Testo fornito:
------

“Ho paura, impazzisce”. La madre massacrata con un peso da palestra

"Ho paura, impazzisce". La madre massacrata con un peso da palestra

Un peso da body builder. È questa l’arma del delitto utilizzata giovedì mattina da Guido Augusto Gervaso Gastone Poggiolini Gobbi Rancilio per colpire la madre Fiorenza alla testa e ucciderla. L’hanno trovata i carabinieri della compagnia Duomo e del nucleo investigativo non lontano dal cadavere della 73enne, cioè in una stanza attigua alla sala da pranzo dell’attico al nono piano di via Crocefisso 6, in pieno centro città, dove la donna abitava e dove si è consumata la tragedia. Il peso sarebbe stato prelevato dal 35enne dalla stanza-palestra della sua abitazione, un appartamento comunicante con quello della mamma, all’ottavo piano. Tra i vari oggetti sequestrati dai militari a casa della vittima e sottoposti al luminol, infatti, solo la superficie del peso e la sua forma sono risultati compatibili con la ferita al volto con cui è stata sfigurata la donna, erede di una importante famiglia di immobiliaristi e filantropi italo-svizzeri.

Al momento dell’aggressione l’uomo avrebbe infierito più volte sulla madre anche se, secondo quanto è riuscito finora a spiegare con grandi difficoltà lui stesso ai medici del Policlinico che lo assistono, all’origine dell’assalto non ci sarebbe stato un vero e proprio movente, bensì un battibecco come tanti altri già avvenuti in precedenza.

«La patologia del paziente è di quelle che i farmaci possono anche controllare senza obbligare i parenti a farlo ricoverare permanentemente in una struttura specialistica. Molte volte funziona e può durare una vita. Ma è anche vero che basta poco per innescare meccanismi di aggressività incontrollabile che possono degenerare in maniera imprevedibile» spiegano ancora i professionisti del Policlinico.

Va sottolineato infatti che Guido Poggiolini Rancilio fino all’altro ieri non aveva mai infierito sulla madre. Da parte sua però sembra che la donna recentemente avesse notato la crescente aggressività del figlio al punto da ammettere con più di una persona (proprio lei, così riservata) di avere «paura» di lui perché, come riportato ieri dal Corriere della Sera, «(…) quando mio figlio Guido impazzisce, spacca tutto».

------

Righe mostrate:
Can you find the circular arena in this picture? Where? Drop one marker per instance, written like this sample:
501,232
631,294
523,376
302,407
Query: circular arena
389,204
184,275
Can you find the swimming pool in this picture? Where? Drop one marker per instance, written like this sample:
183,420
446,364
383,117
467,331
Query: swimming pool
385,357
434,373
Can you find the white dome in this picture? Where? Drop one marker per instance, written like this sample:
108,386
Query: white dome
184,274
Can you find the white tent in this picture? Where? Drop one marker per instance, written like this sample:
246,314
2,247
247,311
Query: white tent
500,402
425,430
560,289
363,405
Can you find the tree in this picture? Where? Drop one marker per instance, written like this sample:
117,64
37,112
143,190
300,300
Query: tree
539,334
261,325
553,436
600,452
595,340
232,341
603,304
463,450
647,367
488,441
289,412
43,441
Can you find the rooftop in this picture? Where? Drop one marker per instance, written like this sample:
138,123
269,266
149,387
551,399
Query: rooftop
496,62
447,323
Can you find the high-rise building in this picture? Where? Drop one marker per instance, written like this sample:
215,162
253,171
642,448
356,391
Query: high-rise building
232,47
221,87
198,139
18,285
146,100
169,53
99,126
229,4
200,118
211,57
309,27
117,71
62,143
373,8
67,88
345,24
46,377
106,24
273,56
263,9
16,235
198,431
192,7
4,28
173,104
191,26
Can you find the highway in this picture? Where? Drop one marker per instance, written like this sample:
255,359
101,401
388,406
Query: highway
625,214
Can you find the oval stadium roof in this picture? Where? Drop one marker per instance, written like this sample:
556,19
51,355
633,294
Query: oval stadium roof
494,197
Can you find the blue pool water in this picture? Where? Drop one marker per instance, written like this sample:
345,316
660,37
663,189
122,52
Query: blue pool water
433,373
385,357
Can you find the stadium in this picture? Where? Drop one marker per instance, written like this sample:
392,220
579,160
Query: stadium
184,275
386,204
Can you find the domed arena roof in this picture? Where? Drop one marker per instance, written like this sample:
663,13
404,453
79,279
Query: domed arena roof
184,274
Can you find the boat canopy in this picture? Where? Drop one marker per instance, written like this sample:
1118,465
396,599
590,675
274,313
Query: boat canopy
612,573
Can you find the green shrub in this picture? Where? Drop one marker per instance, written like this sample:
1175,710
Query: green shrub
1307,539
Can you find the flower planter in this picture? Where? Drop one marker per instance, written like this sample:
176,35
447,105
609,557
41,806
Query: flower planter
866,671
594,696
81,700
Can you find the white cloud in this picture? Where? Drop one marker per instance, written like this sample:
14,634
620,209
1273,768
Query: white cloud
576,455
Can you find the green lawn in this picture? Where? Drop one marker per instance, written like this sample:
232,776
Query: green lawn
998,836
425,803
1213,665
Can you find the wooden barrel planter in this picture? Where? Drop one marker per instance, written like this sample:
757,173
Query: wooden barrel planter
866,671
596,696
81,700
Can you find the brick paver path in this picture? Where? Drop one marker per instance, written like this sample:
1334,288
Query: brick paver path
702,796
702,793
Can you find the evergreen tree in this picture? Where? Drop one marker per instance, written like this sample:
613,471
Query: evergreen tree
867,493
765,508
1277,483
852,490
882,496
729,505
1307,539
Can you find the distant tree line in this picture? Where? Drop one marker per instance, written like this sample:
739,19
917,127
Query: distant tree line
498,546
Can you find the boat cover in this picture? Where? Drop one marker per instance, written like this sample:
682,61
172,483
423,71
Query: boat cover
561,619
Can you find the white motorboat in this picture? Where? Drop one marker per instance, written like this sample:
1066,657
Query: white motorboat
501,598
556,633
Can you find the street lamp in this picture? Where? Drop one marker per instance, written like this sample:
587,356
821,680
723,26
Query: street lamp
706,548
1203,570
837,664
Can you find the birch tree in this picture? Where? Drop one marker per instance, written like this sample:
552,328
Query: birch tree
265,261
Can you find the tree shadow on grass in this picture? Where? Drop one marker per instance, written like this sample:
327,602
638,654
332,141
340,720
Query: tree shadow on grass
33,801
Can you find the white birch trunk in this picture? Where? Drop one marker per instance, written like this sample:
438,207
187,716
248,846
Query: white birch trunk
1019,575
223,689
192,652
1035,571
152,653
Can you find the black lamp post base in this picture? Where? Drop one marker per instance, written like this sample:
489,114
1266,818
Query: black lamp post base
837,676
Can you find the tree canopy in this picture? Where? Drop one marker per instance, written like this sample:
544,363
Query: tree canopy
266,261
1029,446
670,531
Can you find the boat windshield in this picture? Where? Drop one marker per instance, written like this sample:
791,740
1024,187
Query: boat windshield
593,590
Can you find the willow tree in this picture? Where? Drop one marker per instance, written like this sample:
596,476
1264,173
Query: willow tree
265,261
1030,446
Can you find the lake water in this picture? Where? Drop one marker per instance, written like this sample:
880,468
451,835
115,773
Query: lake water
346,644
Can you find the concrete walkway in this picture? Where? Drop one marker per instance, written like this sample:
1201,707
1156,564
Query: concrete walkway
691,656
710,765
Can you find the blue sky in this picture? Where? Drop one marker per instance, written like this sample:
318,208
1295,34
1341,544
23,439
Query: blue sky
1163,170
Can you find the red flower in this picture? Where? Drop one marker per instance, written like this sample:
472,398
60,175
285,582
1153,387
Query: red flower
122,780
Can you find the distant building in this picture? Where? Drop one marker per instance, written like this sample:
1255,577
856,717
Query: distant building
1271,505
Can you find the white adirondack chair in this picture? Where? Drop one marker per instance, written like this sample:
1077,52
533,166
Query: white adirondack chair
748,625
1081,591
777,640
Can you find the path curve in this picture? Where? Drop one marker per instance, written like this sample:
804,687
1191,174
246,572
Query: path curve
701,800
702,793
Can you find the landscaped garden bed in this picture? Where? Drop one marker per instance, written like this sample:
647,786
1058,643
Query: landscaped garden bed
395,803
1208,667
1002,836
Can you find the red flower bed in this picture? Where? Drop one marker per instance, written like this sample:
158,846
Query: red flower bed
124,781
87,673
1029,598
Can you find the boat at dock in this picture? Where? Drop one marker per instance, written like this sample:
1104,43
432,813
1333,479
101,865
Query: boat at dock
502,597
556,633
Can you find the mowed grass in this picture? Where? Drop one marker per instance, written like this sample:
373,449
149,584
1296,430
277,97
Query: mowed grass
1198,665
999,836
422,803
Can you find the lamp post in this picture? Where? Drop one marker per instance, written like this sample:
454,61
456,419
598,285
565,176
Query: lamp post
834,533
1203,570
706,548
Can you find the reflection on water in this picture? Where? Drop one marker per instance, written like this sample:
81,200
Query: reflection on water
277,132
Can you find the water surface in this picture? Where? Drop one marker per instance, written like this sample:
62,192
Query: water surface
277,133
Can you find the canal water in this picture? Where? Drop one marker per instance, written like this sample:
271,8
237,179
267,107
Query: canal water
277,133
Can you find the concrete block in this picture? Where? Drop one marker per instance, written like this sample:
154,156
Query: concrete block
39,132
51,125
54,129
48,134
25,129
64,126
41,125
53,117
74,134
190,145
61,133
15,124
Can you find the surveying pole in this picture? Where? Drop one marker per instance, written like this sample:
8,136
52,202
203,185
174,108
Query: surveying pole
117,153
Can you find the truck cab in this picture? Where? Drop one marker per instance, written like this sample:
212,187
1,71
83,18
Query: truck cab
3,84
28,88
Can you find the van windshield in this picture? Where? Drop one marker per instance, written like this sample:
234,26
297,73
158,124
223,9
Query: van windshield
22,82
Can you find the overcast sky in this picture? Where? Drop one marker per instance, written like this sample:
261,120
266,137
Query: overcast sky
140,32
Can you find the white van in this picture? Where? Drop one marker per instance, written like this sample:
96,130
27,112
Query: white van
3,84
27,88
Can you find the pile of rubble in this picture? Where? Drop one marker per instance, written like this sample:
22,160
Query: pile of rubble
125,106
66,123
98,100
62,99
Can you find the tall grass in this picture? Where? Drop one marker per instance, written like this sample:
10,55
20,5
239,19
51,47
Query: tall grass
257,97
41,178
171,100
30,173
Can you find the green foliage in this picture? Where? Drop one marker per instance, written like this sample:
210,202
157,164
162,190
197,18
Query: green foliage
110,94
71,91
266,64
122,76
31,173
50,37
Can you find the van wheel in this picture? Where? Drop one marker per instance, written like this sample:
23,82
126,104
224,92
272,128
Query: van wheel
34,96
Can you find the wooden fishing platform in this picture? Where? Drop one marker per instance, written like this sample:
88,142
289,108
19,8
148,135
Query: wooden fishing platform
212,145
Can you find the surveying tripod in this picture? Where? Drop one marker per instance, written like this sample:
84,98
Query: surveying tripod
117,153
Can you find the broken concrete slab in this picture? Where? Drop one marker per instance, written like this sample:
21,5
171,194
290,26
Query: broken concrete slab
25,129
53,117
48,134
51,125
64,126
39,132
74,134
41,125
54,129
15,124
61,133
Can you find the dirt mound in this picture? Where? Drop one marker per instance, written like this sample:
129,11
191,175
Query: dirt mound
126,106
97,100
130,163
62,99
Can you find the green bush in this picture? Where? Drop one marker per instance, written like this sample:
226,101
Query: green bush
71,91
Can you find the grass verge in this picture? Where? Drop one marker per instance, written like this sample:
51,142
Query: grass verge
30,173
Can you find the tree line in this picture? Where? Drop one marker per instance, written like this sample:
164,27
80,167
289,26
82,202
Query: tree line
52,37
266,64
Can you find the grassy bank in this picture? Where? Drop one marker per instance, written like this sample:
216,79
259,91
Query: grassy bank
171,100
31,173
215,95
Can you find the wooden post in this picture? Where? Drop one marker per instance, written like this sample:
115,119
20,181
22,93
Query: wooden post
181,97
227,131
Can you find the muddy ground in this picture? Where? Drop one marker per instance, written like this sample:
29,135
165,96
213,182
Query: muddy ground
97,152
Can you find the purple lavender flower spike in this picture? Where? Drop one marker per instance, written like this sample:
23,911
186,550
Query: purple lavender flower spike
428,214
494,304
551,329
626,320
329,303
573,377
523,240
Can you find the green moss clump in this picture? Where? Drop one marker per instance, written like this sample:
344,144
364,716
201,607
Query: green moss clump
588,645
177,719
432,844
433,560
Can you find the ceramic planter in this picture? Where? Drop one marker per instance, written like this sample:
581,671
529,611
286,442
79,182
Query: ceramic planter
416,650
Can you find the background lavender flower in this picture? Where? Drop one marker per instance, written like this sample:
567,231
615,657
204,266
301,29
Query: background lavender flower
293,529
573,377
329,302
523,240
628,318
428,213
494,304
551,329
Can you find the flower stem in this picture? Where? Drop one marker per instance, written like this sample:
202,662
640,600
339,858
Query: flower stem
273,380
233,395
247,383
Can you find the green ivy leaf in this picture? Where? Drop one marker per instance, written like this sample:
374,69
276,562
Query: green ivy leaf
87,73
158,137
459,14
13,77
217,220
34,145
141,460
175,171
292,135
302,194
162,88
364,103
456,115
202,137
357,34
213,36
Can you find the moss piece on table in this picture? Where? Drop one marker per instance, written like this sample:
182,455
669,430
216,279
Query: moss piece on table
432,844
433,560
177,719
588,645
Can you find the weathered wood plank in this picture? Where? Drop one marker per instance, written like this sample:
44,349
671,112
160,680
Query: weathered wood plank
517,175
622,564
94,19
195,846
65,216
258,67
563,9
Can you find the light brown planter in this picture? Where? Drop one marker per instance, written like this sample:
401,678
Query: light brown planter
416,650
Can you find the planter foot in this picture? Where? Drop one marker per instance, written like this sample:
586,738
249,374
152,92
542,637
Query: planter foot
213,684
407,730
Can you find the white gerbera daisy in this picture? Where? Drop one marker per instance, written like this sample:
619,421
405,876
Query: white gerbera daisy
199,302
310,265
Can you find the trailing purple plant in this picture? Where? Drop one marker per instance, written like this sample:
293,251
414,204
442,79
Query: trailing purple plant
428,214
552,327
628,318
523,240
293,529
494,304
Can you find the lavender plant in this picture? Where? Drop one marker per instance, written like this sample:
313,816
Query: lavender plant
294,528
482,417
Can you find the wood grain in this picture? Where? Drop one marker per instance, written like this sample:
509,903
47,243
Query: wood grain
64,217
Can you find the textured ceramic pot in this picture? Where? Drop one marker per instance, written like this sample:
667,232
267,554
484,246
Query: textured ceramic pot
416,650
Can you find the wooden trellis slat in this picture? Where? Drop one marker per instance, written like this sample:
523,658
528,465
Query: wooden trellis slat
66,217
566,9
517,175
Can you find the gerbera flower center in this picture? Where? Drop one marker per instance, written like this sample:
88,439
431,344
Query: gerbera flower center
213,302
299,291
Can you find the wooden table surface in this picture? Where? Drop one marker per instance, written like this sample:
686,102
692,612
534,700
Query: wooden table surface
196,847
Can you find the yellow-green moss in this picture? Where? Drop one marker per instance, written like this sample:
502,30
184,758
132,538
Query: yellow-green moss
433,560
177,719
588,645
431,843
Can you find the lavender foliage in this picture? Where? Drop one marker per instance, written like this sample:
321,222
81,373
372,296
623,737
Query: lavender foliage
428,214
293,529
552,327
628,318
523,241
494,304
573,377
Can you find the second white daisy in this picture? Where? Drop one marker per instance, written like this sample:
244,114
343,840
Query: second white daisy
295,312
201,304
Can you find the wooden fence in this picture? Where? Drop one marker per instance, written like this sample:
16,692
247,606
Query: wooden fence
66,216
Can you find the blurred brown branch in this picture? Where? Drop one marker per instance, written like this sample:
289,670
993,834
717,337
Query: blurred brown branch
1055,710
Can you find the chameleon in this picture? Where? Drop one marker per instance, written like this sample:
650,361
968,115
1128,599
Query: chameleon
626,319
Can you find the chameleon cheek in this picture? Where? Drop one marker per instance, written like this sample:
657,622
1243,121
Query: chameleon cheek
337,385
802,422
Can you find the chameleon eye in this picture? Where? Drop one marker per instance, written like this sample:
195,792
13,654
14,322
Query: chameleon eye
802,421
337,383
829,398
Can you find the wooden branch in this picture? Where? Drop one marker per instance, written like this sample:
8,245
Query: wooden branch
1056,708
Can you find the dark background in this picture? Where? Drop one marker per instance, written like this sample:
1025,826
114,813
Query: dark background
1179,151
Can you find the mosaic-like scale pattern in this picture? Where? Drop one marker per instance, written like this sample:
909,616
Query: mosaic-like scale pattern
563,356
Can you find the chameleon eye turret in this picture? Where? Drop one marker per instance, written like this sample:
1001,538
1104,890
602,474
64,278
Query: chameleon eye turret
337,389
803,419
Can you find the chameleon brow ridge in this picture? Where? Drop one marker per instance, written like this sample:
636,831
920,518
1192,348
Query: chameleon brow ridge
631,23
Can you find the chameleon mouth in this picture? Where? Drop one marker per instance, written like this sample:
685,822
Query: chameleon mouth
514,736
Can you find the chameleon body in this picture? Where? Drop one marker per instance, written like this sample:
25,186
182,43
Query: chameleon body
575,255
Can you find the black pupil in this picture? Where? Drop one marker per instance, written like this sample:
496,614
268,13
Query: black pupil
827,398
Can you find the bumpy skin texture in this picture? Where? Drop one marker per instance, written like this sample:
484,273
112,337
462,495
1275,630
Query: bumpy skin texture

------

Cosa fare:
Per ciascuna affermazione, stabilisci se concorda con il testo fornito sul delitto di via Crocefisso. Rispondi sì o no e cita le parole del testo che lo decidono.
1. L'appartamento del figlio si trovava all'ottavo piano.
2. Prima dell'aggressione il figlio aveva già infierito altre volte sulla madre.
3. Secondo i medici del Policlinico, questa patologia impone sempre il ricovero permanente in una struttura specialistica.
Per questo compito le righe non servono.

Risposta:
1. Sì: "un appartamento comunicante con quello della mamma, all’ottavo piano".
2. No: "fino all’altro ieri non aveva mai infierito sulla madre".
3. No: "i farmaci possono anche controllare senza obbligare i parenti a farlo ricoverare permanentemente in una struttura specialistica".